Small cancer trial resulted in complete remission for all participants
(Smithsonian Magazine) - A very small trial of rectal cancer patients has produced unprecedented results: remission in 100 percent of its participants.
The findings were published last week in The New England Journal of Medicine.
“I believe this is the first time this has happened in the history of cancer,” Luis A. Diaz Jr., an oncologist at Memorial Sloan Kettering Cancer Center and author on the new study, told the New York Times.
The trial was funded by the company GlaxoSmithKline, which developed a drug called dostarlimab, the Times reported. Patients in the trial took dostarlimab, an immunotherapy medicine that spurs patients’ immune systems to attack their cancers, every three weeks for six months.
All 12 participants had similar mutations in what’s called mismatch repair-deficient colorectal cancer, which occurs in about 5 to 10 percent of colorectal cancers, per the study. These tumors tend to respond poorly to standard chemotherapy.
“They lack a gene that enables them to repair their DNA and because of that, they have many, many mutations, and the immune system recognizes the cancer is foreign,” oncologist Andrea Cercek, a coauthor of the study from Memorial Sloan Kettering Cancer Center, told CNN. “When we give immunotherapy, like dostarlimab, it really just revs up the immune system so that it sees the cancer and gets rid of it.”

▸ **WHAT TO DO**: Retype the article about the rectal cancer trial in full, with every word and punctuation mark unchanged. The records that follow are separate material and have no connection to the article above.

▸ **SOURCE DATA**:
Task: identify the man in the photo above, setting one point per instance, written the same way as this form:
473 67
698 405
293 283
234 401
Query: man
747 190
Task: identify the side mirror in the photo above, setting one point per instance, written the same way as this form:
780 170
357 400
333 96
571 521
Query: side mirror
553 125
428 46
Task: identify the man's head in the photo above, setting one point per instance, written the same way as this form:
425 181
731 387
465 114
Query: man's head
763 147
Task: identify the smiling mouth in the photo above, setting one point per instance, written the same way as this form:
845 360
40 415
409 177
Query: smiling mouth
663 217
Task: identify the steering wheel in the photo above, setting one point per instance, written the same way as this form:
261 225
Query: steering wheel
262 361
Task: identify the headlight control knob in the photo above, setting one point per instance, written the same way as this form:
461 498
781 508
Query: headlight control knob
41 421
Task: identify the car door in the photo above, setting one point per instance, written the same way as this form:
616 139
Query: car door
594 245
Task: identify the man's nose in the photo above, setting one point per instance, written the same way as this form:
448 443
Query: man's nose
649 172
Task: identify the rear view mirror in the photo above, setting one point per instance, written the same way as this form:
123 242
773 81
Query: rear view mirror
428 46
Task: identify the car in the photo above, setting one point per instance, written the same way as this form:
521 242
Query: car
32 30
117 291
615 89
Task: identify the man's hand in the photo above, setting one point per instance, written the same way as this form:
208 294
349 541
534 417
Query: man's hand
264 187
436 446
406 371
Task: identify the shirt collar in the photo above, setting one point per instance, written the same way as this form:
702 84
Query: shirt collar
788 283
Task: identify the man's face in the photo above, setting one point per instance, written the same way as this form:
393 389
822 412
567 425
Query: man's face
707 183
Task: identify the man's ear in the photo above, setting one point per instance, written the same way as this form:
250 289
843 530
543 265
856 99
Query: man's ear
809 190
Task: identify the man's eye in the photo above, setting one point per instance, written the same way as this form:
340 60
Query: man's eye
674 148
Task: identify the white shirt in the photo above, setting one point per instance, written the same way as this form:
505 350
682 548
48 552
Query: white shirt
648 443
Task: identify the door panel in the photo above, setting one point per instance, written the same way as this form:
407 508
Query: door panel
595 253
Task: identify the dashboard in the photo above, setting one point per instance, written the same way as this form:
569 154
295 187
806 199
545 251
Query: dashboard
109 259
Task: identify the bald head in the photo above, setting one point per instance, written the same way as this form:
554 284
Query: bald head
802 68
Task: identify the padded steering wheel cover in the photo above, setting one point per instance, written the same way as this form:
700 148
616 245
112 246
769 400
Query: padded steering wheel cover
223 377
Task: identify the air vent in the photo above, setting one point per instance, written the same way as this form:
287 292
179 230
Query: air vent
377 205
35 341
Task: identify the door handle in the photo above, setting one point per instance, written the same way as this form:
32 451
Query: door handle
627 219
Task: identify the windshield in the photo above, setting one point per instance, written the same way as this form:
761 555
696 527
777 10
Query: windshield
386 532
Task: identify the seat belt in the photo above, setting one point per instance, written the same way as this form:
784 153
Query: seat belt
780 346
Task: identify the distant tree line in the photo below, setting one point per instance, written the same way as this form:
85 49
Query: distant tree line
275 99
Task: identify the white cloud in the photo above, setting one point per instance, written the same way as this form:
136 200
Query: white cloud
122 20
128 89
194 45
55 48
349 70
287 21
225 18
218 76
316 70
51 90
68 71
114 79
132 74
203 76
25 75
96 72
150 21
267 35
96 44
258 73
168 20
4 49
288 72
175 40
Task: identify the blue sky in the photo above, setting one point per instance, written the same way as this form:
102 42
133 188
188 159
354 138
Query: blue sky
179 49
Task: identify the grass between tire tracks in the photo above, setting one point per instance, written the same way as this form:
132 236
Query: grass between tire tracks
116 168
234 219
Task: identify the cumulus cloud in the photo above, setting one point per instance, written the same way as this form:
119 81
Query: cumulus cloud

▸ **TASK RESPONSE**:
Small cancer trial resulted in complete remission for all participants
(Smithsonian Magazine) - A very small trial of rectal cancer patients has produced unprecedented results: remission in 100 percent of its participants.
The findings were published last week in The New England Journal of Medicine.
“I believe this is the first time this has happened in the history of cancer,” Luis A. Diaz Jr., an oncologist at Memorial Sloan Kettering Cancer Center and author on the new study, told the New York Times.
The trial was funded by the company GlaxoSmithKline, which developed a drug called dostarlimab, the Times reported. Patients in the trial took dostarlimab, an immunotherapy medicine that spurs patients’ immune systems to attack their cancers, every three weeks for six months.
All 12 participants had similar mutations in what’s called mismatch repair-deficient colorectal cancer, which occurs in about 5 to 10 percent of colorectal cancers, per the study. These tumors tend to respond poorly to standard chemotherapy.
“They lack a gene that enables them to repair their DNA and because of that, they have many, many mutations, and the immune system recognizes the cancer is foreign,” oncologist Andrea Cercek, a coauthor of the study from Memorial Sloan Kettering Cancer Center, told CNN. “When we give immunotherapy, like dostarlimab, it really just revs up the immune system so that it sees the cancer and gets rid of it.”